Texte à lire:
■ ■ ■ ■ ■ ■ ■

B. UNE BAISSE BRUTALE DES RENDEMENTS BETTERAVIERS, AYANT DES IMPACTS MAJEURS TANT POUR LA FILIÈRE AGRICOLE QUE POUR LA PRODUCTION INDUSTRIELLE

Source : ITB

Alors que l'Institut technique de la betterave (ITB) estimait les pertes de rendement historiques dues à la jaunisse en moyenne autour de 5 ou 6 %, ce taux est estimé pour 2020, au regard des premiers arrachages, entre 13 et 20 % sur tout le territoire national, qui inclut pourtant des zones non touchées. Dans certains départements, des pertes moyennes se situeront, sans doute au-delà de 40 voire 50 % . Or pour un agriculteur, un recul du volume arraché compris entre 40 et 50 % représente une perte supérieure à 1 000 euros par hectare .

Les industriels sucriers en France et tout l'écosystème actif dans des territoires ruraux souvent désertés subiront aussi de plein fouet les effets de cette crise. La durée de la campagne des usines sera, le plus souvent, divisée par deux. Or l'industrie sucrière étant capitalistique, les coûts fixes ne seront pas amortis et les pertes industrielles seront donc très importantes .

Les planteurs des zones les plus touchées vont donc être confrontés, cette année, à des pertes massives qui ne les inciteront pas à semer de nouveau l'année prochaine, s'ils n'ont pas la garantie de n'être pas confrontés aux mêmes difficultés. À défaut, la conjonction de deux phénomènes, une baisse de rendements due à une éventuelle nouvelle jaunisse et une réduction des surfaces plantées, entraînera la fermeture de sites de production ayant des impacts, en chaîne, sur tout un système économique rural ancré dans les territoires et engendrant une réduction de la souveraineté économique française.

■ ■ ■ ■ ■ ■ ■

Données sources:
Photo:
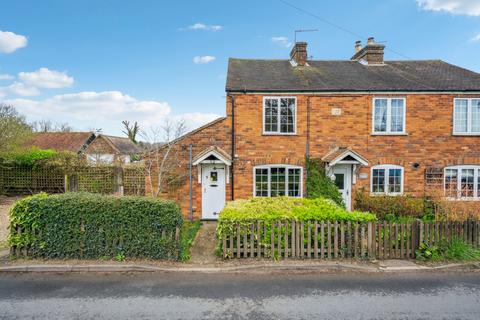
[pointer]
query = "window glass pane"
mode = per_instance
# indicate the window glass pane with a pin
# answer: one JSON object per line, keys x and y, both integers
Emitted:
{"x": 261, "y": 182}
{"x": 380, "y": 115}
{"x": 394, "y": 180}
{"x": 396, "y": 123}
{"x": 451, "y": 176}
{"x": 378, "y": 180}
{"x": 476, "y": 115}
{"x": 271, "y": 115}
{"x": 277, "y": 184}
{"x": 287, "y": 115}
{"x": 466, "y": 183}
{"x": 461, "y": 109}
{"x": 294, "y": 182}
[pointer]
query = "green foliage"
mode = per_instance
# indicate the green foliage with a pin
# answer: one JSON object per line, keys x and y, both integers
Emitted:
{"x": 189, "y": 231}
{"x": 453, "y": 250}
{"x": 29, "y": 157}
{"x": 319, "y": 185}
{"x": 89, "y": 226}
{"x": 244, "y": 212}
{"x": 390, "y": 207}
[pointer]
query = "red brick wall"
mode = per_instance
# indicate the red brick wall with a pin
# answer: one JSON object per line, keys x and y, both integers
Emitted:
{"x": 428, "y": 142}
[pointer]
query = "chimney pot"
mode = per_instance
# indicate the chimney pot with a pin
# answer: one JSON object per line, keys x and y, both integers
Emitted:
{"x": 358, "y": 46}
{"x": 299, "y": 53}
{"x": 372, "y": 53}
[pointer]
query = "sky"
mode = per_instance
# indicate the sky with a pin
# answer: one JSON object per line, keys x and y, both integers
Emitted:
{"x": 94, "y": 63}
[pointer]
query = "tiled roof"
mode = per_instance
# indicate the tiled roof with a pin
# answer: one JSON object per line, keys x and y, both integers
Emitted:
{"x": 347, "y": 76}
{"x": 123, "y": 145}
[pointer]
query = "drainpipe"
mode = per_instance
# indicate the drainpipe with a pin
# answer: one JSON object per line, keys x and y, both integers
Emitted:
{"x": 191, "y": 181}
{"x": 232, "y": 182}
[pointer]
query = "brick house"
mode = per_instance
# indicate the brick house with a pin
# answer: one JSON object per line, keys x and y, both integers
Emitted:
{"x": 387, "y": 127}
{"x": 97, "y": 148}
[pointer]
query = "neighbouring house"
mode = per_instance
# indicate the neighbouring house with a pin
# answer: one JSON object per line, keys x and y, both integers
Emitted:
{"x": 387, "y": 127}
{"x": 97, "y": 148}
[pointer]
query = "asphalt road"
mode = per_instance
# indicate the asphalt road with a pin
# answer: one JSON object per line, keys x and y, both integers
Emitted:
{"x": 237, "y": 296}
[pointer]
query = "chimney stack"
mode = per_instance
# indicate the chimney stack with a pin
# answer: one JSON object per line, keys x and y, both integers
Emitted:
{"x": 299, "y": 53}
{"x": 372, "y": 53}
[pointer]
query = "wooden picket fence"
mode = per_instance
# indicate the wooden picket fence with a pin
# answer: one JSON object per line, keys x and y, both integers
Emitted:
{"x": 338, "y": 240}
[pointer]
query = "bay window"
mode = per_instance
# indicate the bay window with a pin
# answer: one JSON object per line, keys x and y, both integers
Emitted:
{"x": 277, "y": 180}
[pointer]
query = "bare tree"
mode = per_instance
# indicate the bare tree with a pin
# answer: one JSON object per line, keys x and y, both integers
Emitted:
{"x": 131, "y": 130}
{"x": 162, "y": 159}
{"x": 13, "y": 128}
{"x": 49, "y": 126}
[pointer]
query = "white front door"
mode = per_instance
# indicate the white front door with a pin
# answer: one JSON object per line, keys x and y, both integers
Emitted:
{"x": 213, "y": 190}
{"x": 343, "y": 180}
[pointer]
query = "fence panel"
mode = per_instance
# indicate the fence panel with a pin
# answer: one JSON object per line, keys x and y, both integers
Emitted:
{"x": 334, "y": 240}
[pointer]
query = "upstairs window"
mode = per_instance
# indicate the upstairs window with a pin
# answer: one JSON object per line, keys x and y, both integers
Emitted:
{"x": 466, "y": 116}
{"x": 279, "y": 115}
{"x": 462, "y": 182}
{"x": 387, "y": 179}
{"x": 389, "y": 115}
{"x": 277, "y": 180}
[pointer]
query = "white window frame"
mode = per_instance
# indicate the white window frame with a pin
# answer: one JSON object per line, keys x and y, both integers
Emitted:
{"x": 469, "y": 118}
{"x": 476, "y": 174}
{"x": 386, "y": 167}
{"x": 269, "y": 167}
{"x": 389, "y": 116}
{"x": 278, "y": 125}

■ ■ ■ ■ ■ ■ ■

Exercice:
Prolongez le texte sur la baisse des rendements betteraviers en reprenant après sa dernière phrase. Les items ne sont pas nécessaires.

Résultat attendu:
Ces menaces sur un recul massif de la production betteravière faute de semis suffisants en 2021 sont réelles et auraient des impacts économiques majeurs . Compte tenu de la difficulté à transporter la betterave et de la fragilité de la denrée, les distances entre les champs et la sucrerie sont très réduites (environ 32 kilomètres en France). L'avenir d'une sucrerie dépend donc de celui de ses planteurs : sans eux, elle disparaît, à défaut de produits de substitution. Cela sera aussi le cas des transporteurs, des entreprises de travaux agricoles, du matériel... S'en suivra dès lors un plan social massif pour 45 000 emplois, directs et indirects, créés par la filière, et un risque de recul de la production de sucre , menaçant la souveraineté française, le sucre étant un intrant majeur dans plusieurs industries, agroalimentaires mais aussi chimiques, pharmaceutiques, pour les carburants... C'est également cette filière qui produit le gel hydroalcoolique aujourd'hui essentiel pour lutter contre l'épidémie de coronavirus.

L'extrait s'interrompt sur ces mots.